▶ Provided entries:
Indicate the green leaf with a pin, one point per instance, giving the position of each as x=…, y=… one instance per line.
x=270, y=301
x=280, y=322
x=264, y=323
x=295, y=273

▶ What the task requires:
Rewrite the lines of all the items above as a Markdown table with the columns "No." and "Line", one row per line and no rows for blank lines.

▶ Solution to this problem:
| No. | Line |
|---|---|
| 1 | Indicate the green leaf with a pin, one point per instance, giving the position of each as x=…, y=… one instance per line. |
| 2 | x=270, y=301 |
| 3 | x=280, y=322 |
| 4 | x=264, y=323 |
| 5 | x=295, y=273 |